___ EXTRACTED TEXT

Dr. Hegele agreed that such things might have been misread. "It's always been assumed those big changes would result in some type of disease, that they were rare and would lead to sort of catastrophic conditions," he said, noting that Down syndrome is the result of an extra copy of chromosome 21.

"But you're always dealing with clinical uncertainties and the best knowledge that's available at the time."

Human DNA is a chemical code of roughly three billion letters. These letters, A, C, G and T, are nucleotides that can spell out the recipe for a gene. Previously, scientists have paid almost exclusive attention to mutations that involved a single letter change in the recipe -- an A, where others carry a T -- a so-called SNiP. But the new report shows that a gene recipe, like any recipe, can also change if quantities of an ingredient are much larger or missing.

Dr. Hegele, an endocrinologist who has been studying the genes of patients with a family history of high cholesterol said, "We assume there are normal numbers of copies [of genes]there when we're looking at their code. But in fact, it could be that one [gene]is totally missing."

Scientists suspect that evolutionary pressures likely triggered some genes and DNA regions to increase in one part of the world, yet wither in another.

The international consortium found that a gene already known to be involved in HIV susceptibility, for example, is carried in higher numbers in the DNA samples from Africa, where HIV rates dwarf those in other parts of the world.

In total, the report found that about 15 per cent of the 2,000 disease-related genes known can be affected by such a variation.

Researchers conducted the study using the 270 DNA samples and health information that had been collected for the Haplotype Map. That map, completed last fall, was the first catalogue of common genetic differences -- SNiPs -- between four major ethnic groups, the Han Chinese, the Japanese, U.S. citizens of European descent and the Yoruba tribe of Nigeria.

The Haplotype Map, like the 2000 Human Genome Map, suggested there were few differences between these groups of people, with only rare examples of mutations that appeared only in one population.

The new work suggests the differences could be slightly more pronounced, largely because researchers had access to new technology that changed the vantage point of the genome.

Using a microchip developed by Affymetrix, Dr. Scherer explained that they were able to view the genome in chunks as small as 1,000 nucleotides, but still be able to pull back and see as many as five million. He compared it to a telescope that allows you to home in and see a single sun and its neighbouring planet, but that also has to the power to zoom out and reveal the wider solar system and "find out there are two suns."

______
___ DATASET

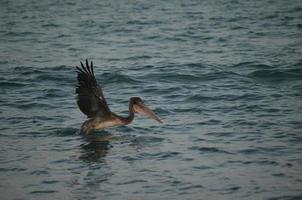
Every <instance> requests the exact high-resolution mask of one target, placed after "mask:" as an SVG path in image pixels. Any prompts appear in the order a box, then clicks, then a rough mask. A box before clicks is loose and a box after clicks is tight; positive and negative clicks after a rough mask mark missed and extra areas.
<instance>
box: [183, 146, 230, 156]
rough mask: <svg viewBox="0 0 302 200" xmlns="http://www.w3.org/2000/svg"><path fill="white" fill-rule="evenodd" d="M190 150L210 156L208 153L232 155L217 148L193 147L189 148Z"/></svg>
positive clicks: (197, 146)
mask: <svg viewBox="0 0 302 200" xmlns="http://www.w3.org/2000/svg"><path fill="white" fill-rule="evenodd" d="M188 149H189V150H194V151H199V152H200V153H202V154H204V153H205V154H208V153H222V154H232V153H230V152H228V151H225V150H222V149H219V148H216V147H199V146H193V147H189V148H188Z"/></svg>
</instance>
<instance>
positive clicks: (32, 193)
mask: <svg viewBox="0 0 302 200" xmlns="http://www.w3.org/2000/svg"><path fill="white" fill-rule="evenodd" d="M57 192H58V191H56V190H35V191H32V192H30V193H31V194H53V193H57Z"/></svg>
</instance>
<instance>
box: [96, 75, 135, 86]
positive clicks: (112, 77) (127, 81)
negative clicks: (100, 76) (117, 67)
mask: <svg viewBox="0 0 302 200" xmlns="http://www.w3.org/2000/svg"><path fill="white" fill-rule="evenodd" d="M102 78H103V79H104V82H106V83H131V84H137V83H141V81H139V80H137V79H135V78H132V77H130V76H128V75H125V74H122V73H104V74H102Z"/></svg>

______
___ DATASET

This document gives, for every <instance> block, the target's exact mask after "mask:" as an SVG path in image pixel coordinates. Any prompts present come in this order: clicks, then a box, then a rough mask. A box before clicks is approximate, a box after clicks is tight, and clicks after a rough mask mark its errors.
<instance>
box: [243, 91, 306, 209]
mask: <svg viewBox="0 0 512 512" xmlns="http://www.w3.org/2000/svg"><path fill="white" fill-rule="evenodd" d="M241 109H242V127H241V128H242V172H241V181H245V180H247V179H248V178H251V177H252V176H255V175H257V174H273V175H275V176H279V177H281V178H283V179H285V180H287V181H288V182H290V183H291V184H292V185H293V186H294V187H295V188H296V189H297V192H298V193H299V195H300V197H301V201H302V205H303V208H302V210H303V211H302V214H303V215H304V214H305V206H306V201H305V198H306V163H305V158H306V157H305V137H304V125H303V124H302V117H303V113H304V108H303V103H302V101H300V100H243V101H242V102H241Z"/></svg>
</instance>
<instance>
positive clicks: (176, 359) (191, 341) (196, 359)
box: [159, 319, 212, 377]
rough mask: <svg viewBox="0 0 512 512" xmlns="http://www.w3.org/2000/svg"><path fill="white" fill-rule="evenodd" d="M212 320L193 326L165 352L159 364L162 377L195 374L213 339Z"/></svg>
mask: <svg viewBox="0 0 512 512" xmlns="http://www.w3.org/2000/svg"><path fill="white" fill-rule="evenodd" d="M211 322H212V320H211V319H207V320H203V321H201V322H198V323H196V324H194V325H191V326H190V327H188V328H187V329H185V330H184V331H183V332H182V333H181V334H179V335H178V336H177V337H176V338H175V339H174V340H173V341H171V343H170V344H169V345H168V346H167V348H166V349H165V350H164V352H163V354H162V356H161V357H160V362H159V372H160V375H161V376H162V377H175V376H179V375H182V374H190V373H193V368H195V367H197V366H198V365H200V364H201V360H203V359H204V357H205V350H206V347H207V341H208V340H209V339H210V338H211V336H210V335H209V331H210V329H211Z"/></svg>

______
___ DATASET

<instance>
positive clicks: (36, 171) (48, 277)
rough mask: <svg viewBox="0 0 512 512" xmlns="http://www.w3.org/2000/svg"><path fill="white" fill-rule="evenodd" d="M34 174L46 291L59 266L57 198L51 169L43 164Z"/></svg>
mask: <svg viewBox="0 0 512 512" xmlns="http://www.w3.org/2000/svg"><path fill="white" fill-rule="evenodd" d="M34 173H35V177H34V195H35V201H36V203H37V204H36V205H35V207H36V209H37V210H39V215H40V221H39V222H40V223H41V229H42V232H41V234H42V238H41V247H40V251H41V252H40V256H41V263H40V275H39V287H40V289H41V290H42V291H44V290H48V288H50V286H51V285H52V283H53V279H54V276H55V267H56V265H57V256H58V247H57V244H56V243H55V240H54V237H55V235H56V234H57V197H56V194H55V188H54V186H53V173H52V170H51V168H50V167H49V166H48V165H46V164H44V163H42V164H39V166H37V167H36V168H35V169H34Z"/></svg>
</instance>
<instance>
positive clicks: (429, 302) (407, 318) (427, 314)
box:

______

> _THINGS TO DO_
1. In the genome study text, copy out the stretch from "The international consortium" through "tribe of Nigeria.", replacing "consortium" with "research team".
2. Write the next part of the text about the genome study, starting after its last sentence.
The records have no connection to the text about the genome study.

> _ANSWERS FOR THE EXERCISE_
1.
The international research team found that a gene already known to be involved in HIV susceptibility, for example, is carried in higher numbers in the DNA samples from Africa, where HIV rates dwarf those in other parts of the world.

In total, the report found that about 15 per cent of the 2,000 disease-related genes known can be affected by such a variation.

Researchers conducted the study using the 270 DNA samples and health information that had been collected for the Haplotype Map. That map, completed last fall, was the first catalogue of common genetic differences -- SNiPs -- between four major ethnic groups, the Han Chinese, the Japanese, U.S. citizens of European descent and the Yoruba tribe of Nigeria.

2.
Tom Hudson, who led Canada's contribution to the Haplotype Map, applauded the new work, calling it a "a tool that will be immediately useful." He said he is using it to reanalyze the genomes of 1,200 people with colon cancer and compare them to 1,200 people without it.

"In the early years it's going to be hard to interpret," said Dr. Hudson, who is also the scientific director of the Ontario Institute for Cancer Research. "We are going to see things and want to conclude that this is possibly what makes people sick, but it may not be."

Glossary of genetics

The human genome: All of the genetic information carried inside a cell.

DNA: Deoxyribonucleic acid is the chemical code that provides the genetic instructions to build and operate a human being. It is wound like a spiralling ladder into the 23 pairs of chromosomes found in the nucleus of our cells. There are about three billion rungs on the ladder.

Chromosomes: The rod-shaped structures inside our cells made up of DNA.

They house genes along their length like box cars on a train. People inherit 46 chromosomes from their parents, 23 from the mother and 23 from the father.

Genes: The essential units of heredity. Each gene encodes a recipe to make a protein and proteins make the stuff that help to make us human -- lips, liver, the frontal lobes of our brains.

Humans carry about 30,000 genes. They make up only about 3 per cent of the genome. It was thought people inherit only two copies of a gene, one from each parent. But the new work shows this can vary. A person can, in some cases, inherit as many as 10 copies or none at all.

Nucleotides: These chemicals are the building blocks of DNA. They are represented by the letters A, C, G and T -- A stands for adenine, C for cytosine, G for guanine and T for thymine. One letter is found at the end of each rung on the ladder that makes up DNA. This way A joins to T and C to G. The partnering is called a base pair.

The letters, or nucleotides, can combine to spell out the recipe for a gene, or a protein.

Junk DNA: This refers to the 97 per cent of genetic code in DNA that does not encode the recipe for a gene. These long stretches of code are now thought to be linked to regulating genes.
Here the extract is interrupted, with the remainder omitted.